* **Point labeling dataset excerpts**
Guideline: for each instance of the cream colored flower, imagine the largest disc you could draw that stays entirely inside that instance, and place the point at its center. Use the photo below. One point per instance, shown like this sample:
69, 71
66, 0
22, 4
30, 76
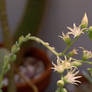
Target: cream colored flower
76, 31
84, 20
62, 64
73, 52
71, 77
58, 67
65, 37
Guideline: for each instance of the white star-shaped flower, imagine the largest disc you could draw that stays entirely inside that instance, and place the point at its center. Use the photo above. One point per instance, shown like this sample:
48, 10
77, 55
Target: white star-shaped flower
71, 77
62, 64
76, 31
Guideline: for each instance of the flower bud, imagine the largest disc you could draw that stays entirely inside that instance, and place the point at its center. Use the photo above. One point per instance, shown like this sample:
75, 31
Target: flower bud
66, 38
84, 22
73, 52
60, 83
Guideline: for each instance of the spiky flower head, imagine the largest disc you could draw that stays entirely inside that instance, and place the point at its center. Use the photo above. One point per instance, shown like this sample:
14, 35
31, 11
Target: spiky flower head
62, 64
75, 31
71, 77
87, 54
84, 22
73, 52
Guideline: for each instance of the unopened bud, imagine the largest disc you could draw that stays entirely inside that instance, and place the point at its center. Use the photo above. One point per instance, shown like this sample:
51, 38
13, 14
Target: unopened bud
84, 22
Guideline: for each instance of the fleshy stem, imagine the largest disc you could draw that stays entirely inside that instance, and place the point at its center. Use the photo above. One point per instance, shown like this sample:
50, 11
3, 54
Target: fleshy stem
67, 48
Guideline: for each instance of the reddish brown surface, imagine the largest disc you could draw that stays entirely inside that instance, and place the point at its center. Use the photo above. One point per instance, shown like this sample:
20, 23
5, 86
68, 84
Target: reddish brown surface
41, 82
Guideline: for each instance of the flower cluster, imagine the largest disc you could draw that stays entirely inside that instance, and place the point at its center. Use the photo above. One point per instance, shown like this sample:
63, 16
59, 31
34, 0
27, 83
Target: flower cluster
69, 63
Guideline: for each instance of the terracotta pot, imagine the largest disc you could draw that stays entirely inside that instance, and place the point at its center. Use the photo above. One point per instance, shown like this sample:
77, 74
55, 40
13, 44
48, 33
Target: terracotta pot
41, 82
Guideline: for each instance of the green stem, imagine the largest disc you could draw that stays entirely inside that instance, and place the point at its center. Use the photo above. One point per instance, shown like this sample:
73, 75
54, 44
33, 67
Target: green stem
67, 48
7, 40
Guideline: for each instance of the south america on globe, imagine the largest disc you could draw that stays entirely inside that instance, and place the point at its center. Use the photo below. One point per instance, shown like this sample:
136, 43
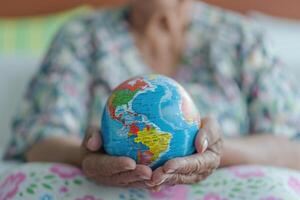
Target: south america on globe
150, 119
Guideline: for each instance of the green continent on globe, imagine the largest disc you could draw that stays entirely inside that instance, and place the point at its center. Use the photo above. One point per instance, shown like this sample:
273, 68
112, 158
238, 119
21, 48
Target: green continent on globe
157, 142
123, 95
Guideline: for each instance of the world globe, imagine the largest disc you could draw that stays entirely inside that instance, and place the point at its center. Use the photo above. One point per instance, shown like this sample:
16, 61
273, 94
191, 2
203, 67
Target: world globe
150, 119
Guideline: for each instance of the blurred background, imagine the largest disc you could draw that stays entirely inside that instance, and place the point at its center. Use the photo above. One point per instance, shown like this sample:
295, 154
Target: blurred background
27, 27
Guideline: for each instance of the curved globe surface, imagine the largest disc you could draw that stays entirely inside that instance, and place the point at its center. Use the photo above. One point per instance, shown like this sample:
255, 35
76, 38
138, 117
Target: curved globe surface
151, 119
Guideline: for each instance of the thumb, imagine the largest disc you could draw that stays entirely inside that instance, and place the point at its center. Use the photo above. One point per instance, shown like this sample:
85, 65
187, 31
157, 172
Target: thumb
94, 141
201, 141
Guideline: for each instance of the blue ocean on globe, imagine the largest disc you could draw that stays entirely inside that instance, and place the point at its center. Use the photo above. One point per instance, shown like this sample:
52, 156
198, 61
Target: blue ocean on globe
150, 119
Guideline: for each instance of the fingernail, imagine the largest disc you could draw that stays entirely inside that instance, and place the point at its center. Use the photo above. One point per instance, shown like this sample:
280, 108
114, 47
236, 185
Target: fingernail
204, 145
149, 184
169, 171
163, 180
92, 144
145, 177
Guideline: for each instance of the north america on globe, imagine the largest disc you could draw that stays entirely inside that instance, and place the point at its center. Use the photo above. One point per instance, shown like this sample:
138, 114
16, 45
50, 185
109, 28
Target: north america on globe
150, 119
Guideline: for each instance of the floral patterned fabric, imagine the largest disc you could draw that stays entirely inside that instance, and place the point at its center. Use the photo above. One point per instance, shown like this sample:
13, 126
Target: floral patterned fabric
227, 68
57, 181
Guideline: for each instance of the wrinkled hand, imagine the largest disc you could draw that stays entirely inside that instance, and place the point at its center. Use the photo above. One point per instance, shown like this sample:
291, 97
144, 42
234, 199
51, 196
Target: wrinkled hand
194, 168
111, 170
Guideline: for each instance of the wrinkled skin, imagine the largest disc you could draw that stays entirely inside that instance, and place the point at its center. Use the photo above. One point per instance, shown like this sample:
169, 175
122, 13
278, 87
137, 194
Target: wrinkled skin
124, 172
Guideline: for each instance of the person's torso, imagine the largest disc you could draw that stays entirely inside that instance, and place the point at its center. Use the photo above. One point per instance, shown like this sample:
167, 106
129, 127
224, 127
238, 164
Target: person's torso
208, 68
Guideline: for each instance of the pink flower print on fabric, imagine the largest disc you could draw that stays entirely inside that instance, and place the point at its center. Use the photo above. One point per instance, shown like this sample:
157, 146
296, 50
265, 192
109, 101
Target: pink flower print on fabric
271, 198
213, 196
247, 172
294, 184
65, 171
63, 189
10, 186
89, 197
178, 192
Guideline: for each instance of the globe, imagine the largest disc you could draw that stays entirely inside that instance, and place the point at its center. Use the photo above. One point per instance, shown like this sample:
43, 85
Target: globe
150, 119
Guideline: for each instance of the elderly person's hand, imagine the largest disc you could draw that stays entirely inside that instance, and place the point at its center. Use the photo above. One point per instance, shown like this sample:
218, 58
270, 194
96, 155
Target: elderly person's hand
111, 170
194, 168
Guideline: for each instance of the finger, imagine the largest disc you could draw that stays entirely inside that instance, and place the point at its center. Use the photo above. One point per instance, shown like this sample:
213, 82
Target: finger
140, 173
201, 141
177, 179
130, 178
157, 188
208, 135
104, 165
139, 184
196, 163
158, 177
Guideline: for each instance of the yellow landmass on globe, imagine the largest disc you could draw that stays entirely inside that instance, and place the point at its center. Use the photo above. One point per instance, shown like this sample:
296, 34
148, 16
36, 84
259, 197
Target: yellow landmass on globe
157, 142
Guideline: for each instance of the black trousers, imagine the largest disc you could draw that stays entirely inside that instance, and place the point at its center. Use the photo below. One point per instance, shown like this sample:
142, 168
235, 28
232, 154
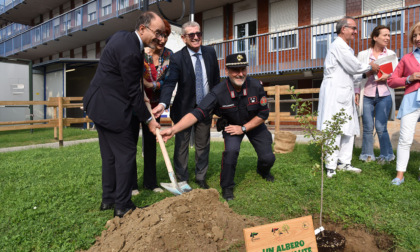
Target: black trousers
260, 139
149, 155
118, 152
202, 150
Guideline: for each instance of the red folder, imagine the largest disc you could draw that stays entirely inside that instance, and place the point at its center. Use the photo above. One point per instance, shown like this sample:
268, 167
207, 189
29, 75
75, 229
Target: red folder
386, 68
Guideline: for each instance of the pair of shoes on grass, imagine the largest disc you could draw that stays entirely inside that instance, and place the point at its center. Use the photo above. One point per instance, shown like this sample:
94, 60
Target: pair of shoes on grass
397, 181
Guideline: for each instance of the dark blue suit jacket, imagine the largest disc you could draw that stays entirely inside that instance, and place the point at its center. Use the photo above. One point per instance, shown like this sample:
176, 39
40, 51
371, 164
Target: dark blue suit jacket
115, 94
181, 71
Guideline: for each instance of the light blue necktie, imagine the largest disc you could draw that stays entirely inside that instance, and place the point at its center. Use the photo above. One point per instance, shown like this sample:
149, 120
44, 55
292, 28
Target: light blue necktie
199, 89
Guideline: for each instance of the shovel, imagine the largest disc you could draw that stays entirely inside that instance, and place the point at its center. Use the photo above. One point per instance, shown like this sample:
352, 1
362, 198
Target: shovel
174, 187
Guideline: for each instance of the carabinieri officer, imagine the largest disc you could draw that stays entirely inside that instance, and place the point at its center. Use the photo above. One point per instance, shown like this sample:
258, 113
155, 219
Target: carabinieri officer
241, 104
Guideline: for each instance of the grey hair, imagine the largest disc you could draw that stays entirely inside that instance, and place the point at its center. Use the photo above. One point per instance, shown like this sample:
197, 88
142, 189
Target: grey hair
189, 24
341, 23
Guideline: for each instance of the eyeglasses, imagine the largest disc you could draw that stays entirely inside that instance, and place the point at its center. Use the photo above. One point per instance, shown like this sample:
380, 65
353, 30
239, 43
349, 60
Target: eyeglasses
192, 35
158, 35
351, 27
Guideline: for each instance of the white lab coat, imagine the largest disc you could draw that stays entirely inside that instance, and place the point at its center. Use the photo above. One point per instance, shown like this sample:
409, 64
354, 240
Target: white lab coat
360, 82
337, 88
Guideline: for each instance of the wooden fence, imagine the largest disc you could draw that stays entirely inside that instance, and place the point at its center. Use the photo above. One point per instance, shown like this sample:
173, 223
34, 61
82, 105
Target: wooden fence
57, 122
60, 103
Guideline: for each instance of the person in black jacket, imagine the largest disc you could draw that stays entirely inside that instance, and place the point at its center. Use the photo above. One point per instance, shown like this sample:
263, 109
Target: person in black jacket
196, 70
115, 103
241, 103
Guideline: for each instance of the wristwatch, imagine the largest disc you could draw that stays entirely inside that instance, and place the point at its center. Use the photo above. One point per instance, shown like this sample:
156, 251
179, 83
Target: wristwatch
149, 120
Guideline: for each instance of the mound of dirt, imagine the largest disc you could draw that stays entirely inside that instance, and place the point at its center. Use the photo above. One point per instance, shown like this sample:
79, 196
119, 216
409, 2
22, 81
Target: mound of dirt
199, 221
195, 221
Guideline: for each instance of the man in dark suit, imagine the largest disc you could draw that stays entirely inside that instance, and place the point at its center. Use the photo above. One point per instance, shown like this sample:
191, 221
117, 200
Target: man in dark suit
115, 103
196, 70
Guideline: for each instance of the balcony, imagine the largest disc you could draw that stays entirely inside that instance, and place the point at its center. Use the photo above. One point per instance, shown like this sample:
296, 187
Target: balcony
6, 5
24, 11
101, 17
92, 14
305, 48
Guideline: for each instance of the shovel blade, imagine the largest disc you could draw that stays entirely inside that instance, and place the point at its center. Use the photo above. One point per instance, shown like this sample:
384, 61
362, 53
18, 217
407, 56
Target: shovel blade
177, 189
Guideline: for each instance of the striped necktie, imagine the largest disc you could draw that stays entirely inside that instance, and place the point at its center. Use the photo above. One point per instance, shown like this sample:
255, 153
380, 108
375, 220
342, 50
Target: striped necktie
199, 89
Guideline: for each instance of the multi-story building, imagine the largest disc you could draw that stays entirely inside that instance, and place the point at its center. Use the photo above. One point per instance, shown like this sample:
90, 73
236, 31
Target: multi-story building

* **Problem description**
Rewrite the lines running from the one containing "Guideline: for each instance of the striped" through the end of the rows, both ends included, as a Markdown table with the columns No. and Text. Number each line and omit blank lines.

* **In response**
| No. | Text |
|---|---|
| 1 | Guideline: for each instance of the striped necktie, imagine the largest disc you could draw that stays entirely inside that instance, and place the point at its center. Use the photo above. One point per instance, shown like this sample: |
| 2 | 255, 153 |
| 3 | 380, 108 |
| 4 | 375, 220 |
| 5 | 342, 50 |
| 6 | Target: striped necktie |
| 7 | 199, 89 |
| 8 | Guideline: for each instance of the multi-story building, imagine the largest disc you could draw that stays entirely inside that instance, and place the point at its center. Use the photo above. One point per instance, shown like this sample: |
| 9 | 90, 73 |
| 10 | 236, 31 |
| 11 | Target: multi-story building |